--- BEGIN Provided records ---

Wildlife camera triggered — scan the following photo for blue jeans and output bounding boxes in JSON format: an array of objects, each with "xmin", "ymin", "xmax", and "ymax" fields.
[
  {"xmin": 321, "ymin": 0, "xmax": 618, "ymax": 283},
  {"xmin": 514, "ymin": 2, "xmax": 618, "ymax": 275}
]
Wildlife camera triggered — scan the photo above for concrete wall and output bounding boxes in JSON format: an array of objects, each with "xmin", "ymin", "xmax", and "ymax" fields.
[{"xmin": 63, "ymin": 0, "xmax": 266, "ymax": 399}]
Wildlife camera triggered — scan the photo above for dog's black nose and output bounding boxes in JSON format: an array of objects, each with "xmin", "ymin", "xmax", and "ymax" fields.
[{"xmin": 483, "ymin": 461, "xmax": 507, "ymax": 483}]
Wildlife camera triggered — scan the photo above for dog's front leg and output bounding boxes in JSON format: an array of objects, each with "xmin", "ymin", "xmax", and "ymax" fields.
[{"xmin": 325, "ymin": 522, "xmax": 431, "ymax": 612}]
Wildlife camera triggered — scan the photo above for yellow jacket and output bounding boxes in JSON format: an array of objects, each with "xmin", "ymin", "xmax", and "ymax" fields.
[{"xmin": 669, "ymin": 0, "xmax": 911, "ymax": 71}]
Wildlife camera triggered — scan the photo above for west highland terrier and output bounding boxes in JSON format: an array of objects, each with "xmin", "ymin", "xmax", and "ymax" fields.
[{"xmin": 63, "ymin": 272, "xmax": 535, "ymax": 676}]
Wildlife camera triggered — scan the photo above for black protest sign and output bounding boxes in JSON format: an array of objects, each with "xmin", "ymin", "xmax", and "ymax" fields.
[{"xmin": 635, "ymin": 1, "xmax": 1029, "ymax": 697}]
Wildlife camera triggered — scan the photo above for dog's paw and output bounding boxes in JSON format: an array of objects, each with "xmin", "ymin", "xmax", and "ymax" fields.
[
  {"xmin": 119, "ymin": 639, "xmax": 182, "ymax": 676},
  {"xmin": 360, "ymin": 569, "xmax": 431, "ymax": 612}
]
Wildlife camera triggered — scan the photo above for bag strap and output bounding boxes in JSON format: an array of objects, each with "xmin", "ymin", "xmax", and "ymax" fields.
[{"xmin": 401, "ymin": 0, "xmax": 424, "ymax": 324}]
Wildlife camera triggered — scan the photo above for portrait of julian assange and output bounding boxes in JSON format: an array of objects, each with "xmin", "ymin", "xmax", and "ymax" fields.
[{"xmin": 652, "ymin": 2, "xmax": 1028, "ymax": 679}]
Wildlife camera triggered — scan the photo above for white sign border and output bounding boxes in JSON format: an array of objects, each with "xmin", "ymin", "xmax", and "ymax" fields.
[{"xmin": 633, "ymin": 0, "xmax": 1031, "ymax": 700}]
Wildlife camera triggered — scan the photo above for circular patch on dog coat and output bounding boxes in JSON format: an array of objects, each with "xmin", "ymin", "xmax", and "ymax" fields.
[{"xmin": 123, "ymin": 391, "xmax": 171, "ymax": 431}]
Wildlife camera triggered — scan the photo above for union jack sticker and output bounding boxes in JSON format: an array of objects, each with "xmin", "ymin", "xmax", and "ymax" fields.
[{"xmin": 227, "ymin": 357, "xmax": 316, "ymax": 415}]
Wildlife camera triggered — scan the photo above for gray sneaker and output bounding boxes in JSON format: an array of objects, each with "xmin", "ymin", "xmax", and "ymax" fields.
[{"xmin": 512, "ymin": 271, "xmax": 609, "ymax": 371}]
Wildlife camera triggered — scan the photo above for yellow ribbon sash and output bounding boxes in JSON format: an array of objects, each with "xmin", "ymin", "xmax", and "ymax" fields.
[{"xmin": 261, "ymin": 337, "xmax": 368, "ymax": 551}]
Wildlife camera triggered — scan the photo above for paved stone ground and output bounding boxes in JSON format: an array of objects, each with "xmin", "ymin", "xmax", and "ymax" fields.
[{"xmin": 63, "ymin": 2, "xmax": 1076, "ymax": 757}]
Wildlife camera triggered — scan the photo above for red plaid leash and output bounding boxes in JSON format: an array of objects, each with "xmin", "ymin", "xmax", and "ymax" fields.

--- END Provided records ---

• The exercise: Convert the data from the line containing "for yellow ribbon" through the end of the data, inclusive, into a JSON list of strings with one string per line. Leave out any blank lines.

• Result:
[
  "Wildlife camera triggered — scan the photo above for yellow ribbon sash and output bounding boxes in JSON format: an array of objects, each with \"xmin\", \"ymin\", \"xmax\", and \"ymax\" fields.",
  "[{\"xmin\": 261, \"ymin\": 337, \"xmax\": 368, \"ymax\": 551}]",
  "Wildlife camera triggered — scan the photo above for paved stone ground and output bounding boxes in JSON format: an array of objects, each with \"xmin\", \"ymin\", \"xmax\", and \"ymax\" fields.",
  "[{\"xmin\": 63, \"ymin\": 2, \"xmax\": 1076, \"ymax\": 757}]",
  "Wildlife camera triggered — scan the photo above for red plaid leash and output bounding boxes in JSON format: an array of objects, each with \"xmin\", \"ymin\", \"xmax\", and \"ymax\" fields."
]